(Work required): Transcribe, with complete accuracy, all of the entries below except for the pictures.

(Photo-based referring expression data)
== == ==

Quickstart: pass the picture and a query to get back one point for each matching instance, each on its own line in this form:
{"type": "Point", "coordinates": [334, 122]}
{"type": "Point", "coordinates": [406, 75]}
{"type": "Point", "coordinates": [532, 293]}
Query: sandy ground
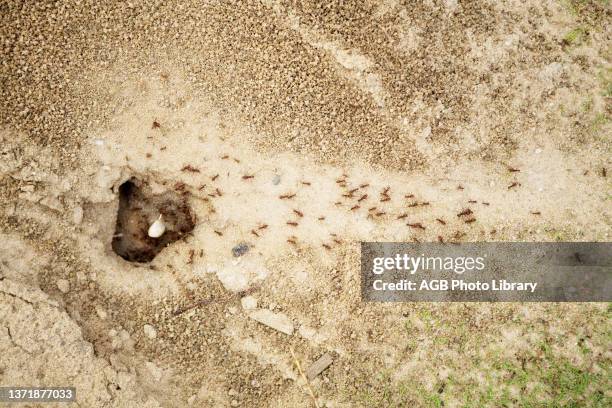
{"type": "Point", "coordinates": [283, 124]}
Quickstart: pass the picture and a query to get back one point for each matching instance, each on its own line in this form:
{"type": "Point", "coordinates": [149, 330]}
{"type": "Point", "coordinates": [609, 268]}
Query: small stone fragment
{"type": "Point", "coordinates": [276, 321]}
{"type": "Point", "coordinates": [157, 229]}
{"type": "Point", "coordinates": [63, 285]}
{"type": "Point", "coordinates": [240, 249]}
{"type": "Point", "coordinates": [319, 366]}
{"type": "Point", "coordinates": [77, 215]}
{"type": "Point", "coordinates": [248, 303]}
{"type": "Point", "coordinates": [150, 331]}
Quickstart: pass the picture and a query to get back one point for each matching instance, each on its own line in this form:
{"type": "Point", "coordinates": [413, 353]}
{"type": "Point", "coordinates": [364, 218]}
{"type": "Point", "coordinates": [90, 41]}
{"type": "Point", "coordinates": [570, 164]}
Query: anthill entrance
{"type": "Point", "coordinates": [138, 211]}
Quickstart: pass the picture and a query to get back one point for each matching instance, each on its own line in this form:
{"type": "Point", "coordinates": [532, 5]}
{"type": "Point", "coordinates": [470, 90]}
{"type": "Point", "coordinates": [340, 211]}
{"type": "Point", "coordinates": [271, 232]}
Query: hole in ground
{"type": "Point", "coordinates": [138, 210]}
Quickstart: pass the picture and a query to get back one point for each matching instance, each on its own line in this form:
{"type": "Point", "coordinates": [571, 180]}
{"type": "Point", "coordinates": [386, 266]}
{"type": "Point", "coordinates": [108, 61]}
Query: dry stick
{"type": "Point", "coordinates": [299, 367]}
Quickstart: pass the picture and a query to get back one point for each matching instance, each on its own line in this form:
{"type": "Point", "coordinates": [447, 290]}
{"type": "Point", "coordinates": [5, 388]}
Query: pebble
{"type": "Point", "coordinates": [276, 321]}
{"type": "Point", "coordinates": [63, 285]}
{"type": "Point", "coordinates": [150, 331]}
{"type": "Point", "coordinates": [248, 303]}
{"type": "Point", "coordinates": [101, 313]}
{"type": "Point", "coordinates": [77, 214]}
{"type": "Point", "coordinates": [319, 366]}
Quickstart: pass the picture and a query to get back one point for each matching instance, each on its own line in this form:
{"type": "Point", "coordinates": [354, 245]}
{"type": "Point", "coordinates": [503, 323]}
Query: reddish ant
{"type": "Point", "coordinates": [190, 168]}
{"type": "Point", "coordinates": [416, 225]}
{"type": "Point", "coordinates": [465, 212]}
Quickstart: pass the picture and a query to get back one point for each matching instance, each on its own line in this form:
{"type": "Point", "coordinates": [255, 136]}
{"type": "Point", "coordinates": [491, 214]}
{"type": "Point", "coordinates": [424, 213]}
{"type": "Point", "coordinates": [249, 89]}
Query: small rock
{"type": "Point", "coordinates": [150, 331]}
{"type": "Point", "coordinates": [154, 370]}
{"type": "Point", "coordinates": [240, 249]}
{"type": "Point", "coordinates": [248, 303]}
{"type": "Point", "coordinates": [63, 285]}
{"type": "Point", "coordinates": [319, 366]}
{"type": "Point", "coordinates": [101, 313]}
{"type": "Point", "coordinates": [276, 321]}
{"type": "Point", "coordinates": [77, 214]}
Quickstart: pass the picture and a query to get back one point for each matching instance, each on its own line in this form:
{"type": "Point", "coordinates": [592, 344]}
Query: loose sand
{"type": "Point", "coordinates": [326, 105]}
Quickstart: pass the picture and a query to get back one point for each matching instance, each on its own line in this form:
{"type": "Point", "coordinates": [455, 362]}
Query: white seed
{"type": "Point", "coordinates": [157, 229]}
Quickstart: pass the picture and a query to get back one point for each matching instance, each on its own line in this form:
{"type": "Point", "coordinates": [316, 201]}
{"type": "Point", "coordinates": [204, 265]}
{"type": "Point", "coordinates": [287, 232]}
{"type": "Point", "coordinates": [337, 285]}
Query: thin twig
{"type": "Point", "coordinates": [299, 367]}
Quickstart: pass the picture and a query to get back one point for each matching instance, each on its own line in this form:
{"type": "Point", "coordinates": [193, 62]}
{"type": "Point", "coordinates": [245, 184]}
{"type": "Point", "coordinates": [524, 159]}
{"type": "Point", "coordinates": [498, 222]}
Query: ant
{"type": "Point", "coordinates": [465, 212]}
{"type": "Point", "coordinates": [416, 225]}
{"type": "Point", "coordinates": [190, 168]}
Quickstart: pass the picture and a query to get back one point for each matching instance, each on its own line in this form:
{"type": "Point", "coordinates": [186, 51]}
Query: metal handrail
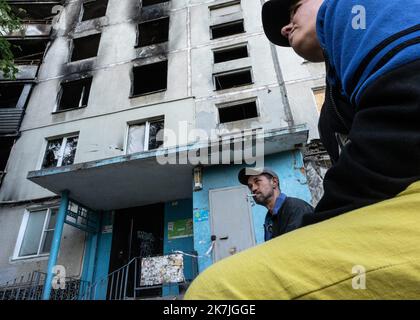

== == ==

(Task solution):
Quickstart: pass the picture and a query to get back one point for each matching instance, each on its own line in this form:
{"type": "Point", "coordinates": [334, 122]}
{"type": "Point", "coordinates": [406, 75]}
{"type": "Point", "coordinates": [532, 293]}
Query: sandy ground
{"type": "Point", "coordinates": [283, 124]}
Quickstart: pass the picture and a query to get back one point for each matching instance, each on its own line in this form:
{"type": "Point", "coordinates": [149, 330]}
{"type": "Point", "coordinates": [609, 268]}
Query: small stone fragment
{"type": "Point", "coordinates": [276, 321]}
{"type": "Point", "coordinates": [157, 229]}
{"type": "Point", "coordinates": [63, 285]}
{"type": "Point", "coordinates": [240, 249]}
{"type": "Point", "coordinates": [319, 366]}
{"type": "Point", "coordinates": [77, 215]}
{"type": "Point", "coordinates": [248, 303]}
{"type": "Point", "coordinates": [150, 331]}
Quickstart: pass the picture and a query to get back one point for each matching instance, each on its own line in this form:
{"type": "Point", "coordinates": [413, 353]}
{"type": "Point", "coordinates": [364, 218]}
{"type": "Point", "coordinates": [90, 41]}
{"type": "Point", "coordinates": [570, 164]}
Query: anthill entrance
{"type": "Point", "coordinates": [138, 211]}
Quickstart: pass the picture and a query to get back one point for each matching instance, each on its own line in this form:
{"type": "Point", "coordinates": [532, 5]}
{"type": "Point", "coordinates": [470, 90]}
{"type": "Point", "coordinates": [340, 211]}
{"type": "Point", "coordinates": [271, 232]}
Query: hole in ground
{"type": "Point", "coordinates": [138, 210]}
Quickstart: pass the picture and a query to get back one point for each matching instance, each on its own line in this form:
{"type": "Point", "coordinates": [571, 180]}
{"type": "Point", "coordinates": [386, 266]}
{"type": "Point", "coordinates": [108, 61]}
Query: dry stick
{"type": "Point", "coordinates": [299, 367]}
Quickstart: pass the picture and a query to get back one point for each matching instance, each on its own line in this form:
{"type": "Point", "coordinates": [447, 290]}
{"type": "Point", "coordinates": [5, 388]}
Query: pebble
{"type": "Point", "coordinates": [276, 321]}
{"type": "Point", "coordinates": [63, 285]}
{"type": "Point", "coordinates": [150, 331]}
{"type": "Point", "coordinates": [248, 303]}
{"type": "Point", "coordinates": [101, 313]}
{"type": "Point", "coordinates": [77, 214]}
{"type": "Point", "coordinates": [319, 366]}
Quickstart: pass the picture and a query to get back one point for each matching instance, each on its own line in this form:
{"type": "Point", "coordinates": [354, 245]}
{"type": "Point", "coordinates": [503, 323]}
Query: reddish ant
{"type": "Point", "coordinates": [190, 168]}
{"type": "Point", "coordinates": [416, 225]}
{"type": "Point", "coordinates": [465, 212]}
Quickstart: pass the picture and a query to get back one point for each matching instance, each on its own line in this form:
{"type": "Point", "coordinates": [255, 136]}
{"type": "Point", "coordinates": [491, 214]}
{"type": "Point", "coordinates": [424, 213]}
{"type": "Point", "coordinates": [249, 89]}
Query: small rock
{"type": "Point", "coordinates": [150, 331]}
{"type": "Point", "coordinates": [154, 370]}
{"type": "Point", "coordinates": [240, 249]}
{"type": "Point", "coordinates": [248, 303]}
{"type": "Point", "coordinates": [63, 285]}
{"type": "Point", "coordinates": [319, 366]}
{"type": "Point", "coordinates": [101, 313]}
{"type": "Point", "coordinates": [276, 321]}
{"type": "Point", "coordinates": [77, 214]}
Quickstart: pass the picture and a query to get back one point for each matching instance, each on its own line in this form:
{"type": "Point", "coordinates": [592, 344]}
Query: loose sand
{"type": "Point", "coordinates": [326, 105]}
Quickstart: pass the picture and a query to get back one point for each matching instance, each on its own line in this form:
{"type": "Point", "coordinates": [455, 362]}
Query: white seed
{"type": "Point", "coordinates": [157, 229]}
Quickstart: pass the picture and a query to get back one point for each matching instance, each on its own line in this form:
{"type": "Point", "coordinates": [316, 201]}
{"type": "Point", "coordinates": [204, 265]}
{"type": "Point", "coordinates": [287, 232]}
{"type": "Point", "coordinates": [337, 285]}
Query: thin twig
{"type": "Point", "coordinates": [299, 367]}
Quickstart: pass the picture and a query to get back one point for each matching instance, each on its own line in this form:
{"type": "Point", "coordinates": [193, 62]}
{"type": "Point", "coordinates": [245, 184]}
{"type": "Point", "coordinates": [524, 159]}
{"type": "Point", "coordinates": [498, 222]}
Query: ant
{"type": "Point", "coordinates": [465, 212]}
{"type": "Point", "coordinates": [416, 225]}
{"type": "Point", "coordinates": [190, 168]}
Quickstart: pass the picture and a query to get back one point for each matching instance, each on its own line in this form:
{"type": "Point", "coordinates": [186, 51]}
Query: metal handrail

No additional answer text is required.